+++ Given passage
Good morning! Here's your coding interview problem for today.

This problem was asked by Facebook.

Given a list of integers, return the largest product that can be made by multiplying any three integers.

For example, if the list is [-10, -10, 5, 2], we should return 500, since that's -10 * -10 * 5.

You can assume the list has at least three integers.

Thoughts

naive solution . lets take the list and attempt to multiply everything through it. For example, we have 4 elements in an array, the depth of determine every combination with 4 elements is in the binary form of 1111, which is parseInt(1111, 2) = 15. The complexity is 2^n (which is 16). Let K be the number of needed to multiply.
++++++
+++ Data excerpts
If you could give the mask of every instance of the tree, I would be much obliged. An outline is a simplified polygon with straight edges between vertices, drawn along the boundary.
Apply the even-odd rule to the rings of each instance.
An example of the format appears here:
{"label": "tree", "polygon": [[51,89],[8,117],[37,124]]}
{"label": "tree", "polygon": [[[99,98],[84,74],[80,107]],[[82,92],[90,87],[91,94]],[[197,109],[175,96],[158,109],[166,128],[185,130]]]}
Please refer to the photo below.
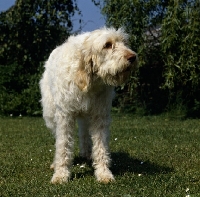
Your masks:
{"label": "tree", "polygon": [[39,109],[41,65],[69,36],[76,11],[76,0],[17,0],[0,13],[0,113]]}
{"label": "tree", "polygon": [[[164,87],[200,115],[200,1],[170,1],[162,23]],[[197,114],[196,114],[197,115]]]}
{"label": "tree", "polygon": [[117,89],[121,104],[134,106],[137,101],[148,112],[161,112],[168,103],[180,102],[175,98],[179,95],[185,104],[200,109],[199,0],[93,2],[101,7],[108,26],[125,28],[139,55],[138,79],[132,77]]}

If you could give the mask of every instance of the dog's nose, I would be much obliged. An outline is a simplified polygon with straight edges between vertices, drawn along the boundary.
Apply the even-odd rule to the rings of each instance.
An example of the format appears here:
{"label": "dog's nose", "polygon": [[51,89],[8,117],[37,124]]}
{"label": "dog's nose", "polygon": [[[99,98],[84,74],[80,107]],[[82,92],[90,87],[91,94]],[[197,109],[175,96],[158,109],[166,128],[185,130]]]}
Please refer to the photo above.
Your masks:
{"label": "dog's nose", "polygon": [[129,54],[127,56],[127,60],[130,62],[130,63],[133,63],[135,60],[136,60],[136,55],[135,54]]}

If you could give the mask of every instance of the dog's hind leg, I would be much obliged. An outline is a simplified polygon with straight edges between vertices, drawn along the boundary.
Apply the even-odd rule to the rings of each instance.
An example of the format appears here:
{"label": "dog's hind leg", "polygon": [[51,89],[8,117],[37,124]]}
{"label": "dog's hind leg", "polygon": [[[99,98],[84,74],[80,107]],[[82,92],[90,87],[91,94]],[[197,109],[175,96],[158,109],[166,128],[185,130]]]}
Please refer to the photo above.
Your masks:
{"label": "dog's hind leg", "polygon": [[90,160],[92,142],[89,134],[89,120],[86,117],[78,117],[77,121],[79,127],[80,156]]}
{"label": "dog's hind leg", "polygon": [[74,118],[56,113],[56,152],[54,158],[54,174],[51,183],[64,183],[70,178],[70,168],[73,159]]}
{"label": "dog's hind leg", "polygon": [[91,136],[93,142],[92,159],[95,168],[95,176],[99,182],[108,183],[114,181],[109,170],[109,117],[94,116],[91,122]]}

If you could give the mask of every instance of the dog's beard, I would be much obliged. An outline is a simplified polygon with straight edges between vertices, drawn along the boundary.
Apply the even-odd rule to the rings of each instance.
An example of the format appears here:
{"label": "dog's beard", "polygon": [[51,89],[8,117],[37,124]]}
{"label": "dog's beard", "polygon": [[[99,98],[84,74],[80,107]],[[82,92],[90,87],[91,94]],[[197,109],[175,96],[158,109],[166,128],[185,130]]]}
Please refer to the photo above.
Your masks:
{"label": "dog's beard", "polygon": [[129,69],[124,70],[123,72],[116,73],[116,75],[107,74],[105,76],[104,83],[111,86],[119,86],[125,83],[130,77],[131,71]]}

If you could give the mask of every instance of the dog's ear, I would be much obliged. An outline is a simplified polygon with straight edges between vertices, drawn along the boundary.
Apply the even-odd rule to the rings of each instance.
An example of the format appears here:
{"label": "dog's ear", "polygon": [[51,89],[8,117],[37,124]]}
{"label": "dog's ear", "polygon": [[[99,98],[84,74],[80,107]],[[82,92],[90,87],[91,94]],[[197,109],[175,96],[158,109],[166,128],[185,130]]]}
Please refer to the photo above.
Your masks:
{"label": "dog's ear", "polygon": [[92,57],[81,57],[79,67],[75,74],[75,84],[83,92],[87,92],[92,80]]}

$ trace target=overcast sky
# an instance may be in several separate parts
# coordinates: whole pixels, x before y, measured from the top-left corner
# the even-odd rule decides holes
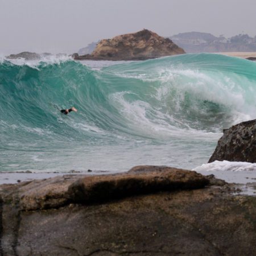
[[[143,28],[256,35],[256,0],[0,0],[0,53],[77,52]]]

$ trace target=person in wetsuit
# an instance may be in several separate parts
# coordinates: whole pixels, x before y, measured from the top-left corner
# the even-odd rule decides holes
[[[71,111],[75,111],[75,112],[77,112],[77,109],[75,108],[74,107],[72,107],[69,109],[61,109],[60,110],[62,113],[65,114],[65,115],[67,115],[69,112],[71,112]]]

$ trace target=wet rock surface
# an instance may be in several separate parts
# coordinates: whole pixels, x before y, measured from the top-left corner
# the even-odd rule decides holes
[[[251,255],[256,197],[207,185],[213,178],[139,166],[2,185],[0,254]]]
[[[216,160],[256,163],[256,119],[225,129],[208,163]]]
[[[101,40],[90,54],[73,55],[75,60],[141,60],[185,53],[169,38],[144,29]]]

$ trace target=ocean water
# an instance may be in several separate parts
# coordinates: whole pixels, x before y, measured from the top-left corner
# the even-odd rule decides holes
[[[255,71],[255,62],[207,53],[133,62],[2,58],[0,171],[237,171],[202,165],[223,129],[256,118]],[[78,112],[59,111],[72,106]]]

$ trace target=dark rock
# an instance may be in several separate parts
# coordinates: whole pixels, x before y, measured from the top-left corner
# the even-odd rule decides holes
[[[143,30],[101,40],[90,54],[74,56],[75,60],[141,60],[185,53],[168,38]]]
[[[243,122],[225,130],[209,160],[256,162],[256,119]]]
++++++
+++ Data excerpts
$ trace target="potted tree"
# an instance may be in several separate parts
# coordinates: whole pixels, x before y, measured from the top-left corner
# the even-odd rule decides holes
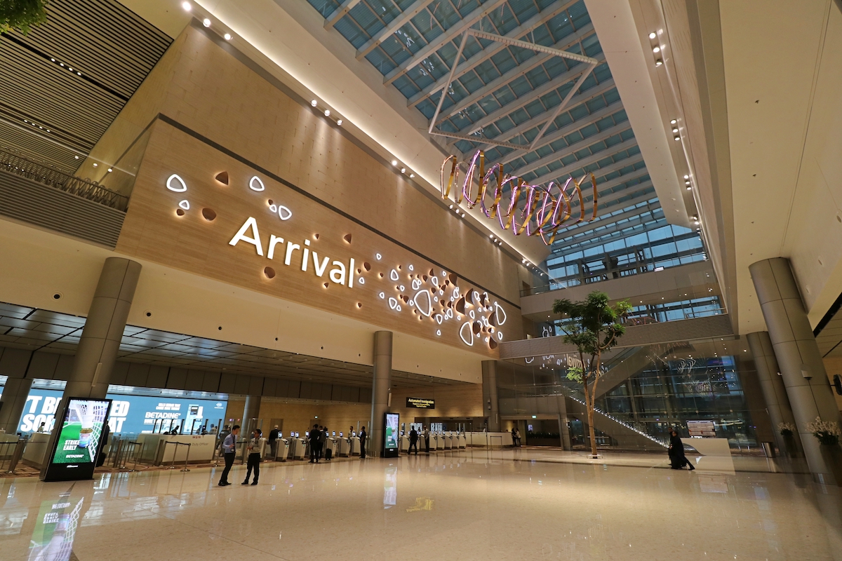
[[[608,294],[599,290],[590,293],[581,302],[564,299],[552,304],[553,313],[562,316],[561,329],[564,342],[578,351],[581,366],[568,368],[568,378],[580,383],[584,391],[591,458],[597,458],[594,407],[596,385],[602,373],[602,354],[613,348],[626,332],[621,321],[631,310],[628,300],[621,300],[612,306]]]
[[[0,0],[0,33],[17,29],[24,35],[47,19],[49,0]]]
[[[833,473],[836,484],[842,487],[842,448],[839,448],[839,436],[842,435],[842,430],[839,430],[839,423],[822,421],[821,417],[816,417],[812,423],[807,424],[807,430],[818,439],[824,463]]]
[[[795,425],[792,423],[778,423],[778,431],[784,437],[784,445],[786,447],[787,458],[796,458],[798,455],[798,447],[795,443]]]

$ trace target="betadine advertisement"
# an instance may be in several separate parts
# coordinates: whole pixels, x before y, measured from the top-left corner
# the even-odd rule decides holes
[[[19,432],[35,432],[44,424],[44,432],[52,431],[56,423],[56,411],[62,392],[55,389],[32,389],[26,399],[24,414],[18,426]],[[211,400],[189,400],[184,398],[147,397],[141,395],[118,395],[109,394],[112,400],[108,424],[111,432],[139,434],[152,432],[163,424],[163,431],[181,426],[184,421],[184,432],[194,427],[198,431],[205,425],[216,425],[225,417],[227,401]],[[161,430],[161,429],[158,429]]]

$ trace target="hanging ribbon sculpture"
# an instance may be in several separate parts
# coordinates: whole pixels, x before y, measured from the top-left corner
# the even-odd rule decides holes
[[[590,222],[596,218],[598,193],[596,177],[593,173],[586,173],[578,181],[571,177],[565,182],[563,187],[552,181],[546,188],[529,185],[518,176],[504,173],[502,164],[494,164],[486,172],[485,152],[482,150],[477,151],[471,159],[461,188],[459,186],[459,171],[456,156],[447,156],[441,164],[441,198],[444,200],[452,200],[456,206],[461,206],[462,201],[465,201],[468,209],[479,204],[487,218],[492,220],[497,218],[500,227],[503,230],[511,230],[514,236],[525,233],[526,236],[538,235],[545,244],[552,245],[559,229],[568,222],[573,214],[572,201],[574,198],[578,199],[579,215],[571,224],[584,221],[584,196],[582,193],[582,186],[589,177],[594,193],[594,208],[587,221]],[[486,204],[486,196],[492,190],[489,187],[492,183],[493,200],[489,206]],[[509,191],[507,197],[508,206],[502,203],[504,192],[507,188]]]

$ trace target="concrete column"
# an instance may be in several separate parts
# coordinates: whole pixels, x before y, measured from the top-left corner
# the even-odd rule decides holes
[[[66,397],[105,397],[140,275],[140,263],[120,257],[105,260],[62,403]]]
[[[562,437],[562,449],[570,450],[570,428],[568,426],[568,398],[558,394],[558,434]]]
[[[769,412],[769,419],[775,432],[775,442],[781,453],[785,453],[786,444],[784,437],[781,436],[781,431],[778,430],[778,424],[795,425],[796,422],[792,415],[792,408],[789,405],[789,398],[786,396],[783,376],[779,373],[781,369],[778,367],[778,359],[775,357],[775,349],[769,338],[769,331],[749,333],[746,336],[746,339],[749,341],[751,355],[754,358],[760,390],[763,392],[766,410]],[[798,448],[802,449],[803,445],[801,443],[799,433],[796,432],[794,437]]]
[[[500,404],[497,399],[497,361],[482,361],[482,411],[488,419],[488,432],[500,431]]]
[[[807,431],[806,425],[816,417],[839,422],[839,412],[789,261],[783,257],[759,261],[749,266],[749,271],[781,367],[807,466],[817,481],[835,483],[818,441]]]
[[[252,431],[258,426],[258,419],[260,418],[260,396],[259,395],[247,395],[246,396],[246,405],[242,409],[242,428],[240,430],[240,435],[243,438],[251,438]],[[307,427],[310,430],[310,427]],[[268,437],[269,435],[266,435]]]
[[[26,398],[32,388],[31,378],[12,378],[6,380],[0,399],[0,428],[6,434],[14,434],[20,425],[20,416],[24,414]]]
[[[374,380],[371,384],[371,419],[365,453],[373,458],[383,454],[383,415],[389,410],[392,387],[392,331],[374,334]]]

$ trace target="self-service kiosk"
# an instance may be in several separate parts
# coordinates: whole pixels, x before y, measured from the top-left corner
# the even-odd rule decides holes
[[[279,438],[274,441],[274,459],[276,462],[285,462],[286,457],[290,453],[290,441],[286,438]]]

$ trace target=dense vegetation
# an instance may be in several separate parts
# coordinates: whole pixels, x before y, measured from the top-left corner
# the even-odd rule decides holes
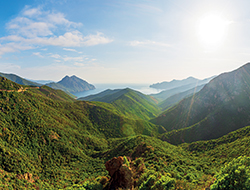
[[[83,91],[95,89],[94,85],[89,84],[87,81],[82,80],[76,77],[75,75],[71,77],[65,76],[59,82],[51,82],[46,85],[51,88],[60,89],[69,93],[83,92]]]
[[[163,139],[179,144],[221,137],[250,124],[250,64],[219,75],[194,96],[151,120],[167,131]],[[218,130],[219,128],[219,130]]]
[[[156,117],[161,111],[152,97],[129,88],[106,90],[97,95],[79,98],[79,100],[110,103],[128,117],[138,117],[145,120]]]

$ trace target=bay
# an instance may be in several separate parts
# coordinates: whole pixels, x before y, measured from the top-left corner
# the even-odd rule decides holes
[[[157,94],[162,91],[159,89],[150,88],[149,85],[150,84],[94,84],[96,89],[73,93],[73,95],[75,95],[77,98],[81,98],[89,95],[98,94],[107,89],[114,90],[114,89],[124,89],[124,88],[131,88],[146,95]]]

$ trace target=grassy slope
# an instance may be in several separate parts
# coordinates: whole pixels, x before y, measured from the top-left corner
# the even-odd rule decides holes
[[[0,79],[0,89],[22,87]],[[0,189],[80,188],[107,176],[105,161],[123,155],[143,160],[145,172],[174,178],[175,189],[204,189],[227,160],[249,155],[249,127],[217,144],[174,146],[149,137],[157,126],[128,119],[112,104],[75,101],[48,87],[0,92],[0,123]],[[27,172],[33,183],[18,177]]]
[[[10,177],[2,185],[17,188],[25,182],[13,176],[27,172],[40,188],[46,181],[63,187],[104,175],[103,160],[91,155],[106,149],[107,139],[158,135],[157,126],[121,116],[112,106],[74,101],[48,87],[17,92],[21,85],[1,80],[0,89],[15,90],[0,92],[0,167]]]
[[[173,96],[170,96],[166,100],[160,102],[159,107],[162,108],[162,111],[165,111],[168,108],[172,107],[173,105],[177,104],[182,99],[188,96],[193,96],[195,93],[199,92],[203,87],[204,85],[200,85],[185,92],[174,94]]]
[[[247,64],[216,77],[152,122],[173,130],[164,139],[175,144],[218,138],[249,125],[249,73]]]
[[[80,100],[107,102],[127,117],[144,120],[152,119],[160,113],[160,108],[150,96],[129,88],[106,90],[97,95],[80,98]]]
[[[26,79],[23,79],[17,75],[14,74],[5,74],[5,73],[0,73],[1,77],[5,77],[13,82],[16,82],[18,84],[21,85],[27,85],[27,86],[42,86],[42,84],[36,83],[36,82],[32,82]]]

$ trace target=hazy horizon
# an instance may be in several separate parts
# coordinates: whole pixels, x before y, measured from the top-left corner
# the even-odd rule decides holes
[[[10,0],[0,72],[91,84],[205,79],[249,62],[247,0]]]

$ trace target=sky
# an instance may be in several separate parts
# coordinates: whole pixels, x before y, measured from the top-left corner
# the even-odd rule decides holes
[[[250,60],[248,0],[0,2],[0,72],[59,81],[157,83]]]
++++++
+++ Data excerpts
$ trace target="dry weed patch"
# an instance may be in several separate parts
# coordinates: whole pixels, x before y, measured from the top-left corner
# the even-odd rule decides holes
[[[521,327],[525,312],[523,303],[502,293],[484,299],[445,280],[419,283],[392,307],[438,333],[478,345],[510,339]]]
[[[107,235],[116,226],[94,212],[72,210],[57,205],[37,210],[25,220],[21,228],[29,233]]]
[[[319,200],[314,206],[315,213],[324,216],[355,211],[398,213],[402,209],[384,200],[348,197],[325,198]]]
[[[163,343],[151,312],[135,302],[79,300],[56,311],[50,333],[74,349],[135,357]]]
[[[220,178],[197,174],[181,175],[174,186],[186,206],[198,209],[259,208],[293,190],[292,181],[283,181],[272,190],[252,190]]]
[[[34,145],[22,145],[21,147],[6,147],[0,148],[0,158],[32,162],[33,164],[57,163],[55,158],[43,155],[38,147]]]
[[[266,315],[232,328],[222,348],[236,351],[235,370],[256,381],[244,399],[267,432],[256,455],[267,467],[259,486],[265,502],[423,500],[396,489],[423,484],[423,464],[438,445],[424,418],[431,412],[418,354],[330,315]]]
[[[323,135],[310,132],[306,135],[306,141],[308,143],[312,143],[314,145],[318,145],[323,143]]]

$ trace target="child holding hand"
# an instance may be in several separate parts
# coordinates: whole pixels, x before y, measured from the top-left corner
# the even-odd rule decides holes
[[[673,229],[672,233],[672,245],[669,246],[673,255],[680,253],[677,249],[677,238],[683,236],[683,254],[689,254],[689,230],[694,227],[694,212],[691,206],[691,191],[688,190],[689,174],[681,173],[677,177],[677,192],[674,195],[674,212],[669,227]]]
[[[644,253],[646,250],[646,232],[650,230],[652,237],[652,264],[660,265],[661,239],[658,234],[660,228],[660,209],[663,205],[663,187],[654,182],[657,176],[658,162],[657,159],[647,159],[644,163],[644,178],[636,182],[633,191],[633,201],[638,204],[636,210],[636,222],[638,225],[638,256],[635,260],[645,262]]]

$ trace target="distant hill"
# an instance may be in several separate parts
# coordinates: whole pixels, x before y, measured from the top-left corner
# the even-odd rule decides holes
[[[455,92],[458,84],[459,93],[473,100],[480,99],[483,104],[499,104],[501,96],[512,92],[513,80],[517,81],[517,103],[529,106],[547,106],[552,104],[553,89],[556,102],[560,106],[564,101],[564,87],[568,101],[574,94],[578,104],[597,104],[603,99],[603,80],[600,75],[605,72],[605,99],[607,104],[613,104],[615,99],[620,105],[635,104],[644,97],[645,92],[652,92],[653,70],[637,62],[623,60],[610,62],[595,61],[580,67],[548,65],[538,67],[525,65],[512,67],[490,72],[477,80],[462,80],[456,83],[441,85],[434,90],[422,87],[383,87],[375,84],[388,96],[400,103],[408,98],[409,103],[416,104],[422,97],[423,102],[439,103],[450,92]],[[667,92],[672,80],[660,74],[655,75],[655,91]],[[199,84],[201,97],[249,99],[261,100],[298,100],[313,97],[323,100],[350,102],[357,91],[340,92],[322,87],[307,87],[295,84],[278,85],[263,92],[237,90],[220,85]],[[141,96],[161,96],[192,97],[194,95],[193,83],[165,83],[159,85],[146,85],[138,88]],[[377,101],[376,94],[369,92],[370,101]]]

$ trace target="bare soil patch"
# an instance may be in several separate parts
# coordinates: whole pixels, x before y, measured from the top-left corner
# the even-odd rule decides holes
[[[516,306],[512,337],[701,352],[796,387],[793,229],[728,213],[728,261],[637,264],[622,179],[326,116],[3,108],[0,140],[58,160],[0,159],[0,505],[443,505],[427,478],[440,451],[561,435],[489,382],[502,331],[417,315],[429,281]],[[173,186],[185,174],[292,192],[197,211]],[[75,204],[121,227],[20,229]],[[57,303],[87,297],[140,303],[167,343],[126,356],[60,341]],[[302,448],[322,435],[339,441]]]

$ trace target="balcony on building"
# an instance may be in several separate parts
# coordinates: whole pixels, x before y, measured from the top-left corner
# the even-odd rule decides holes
++++++
**Set exercise**
In the coding interview problem, what value should be returned for the list [-10, -10, 5, 2]?

**Solved exercise**
500, from -10 * -10 * 5.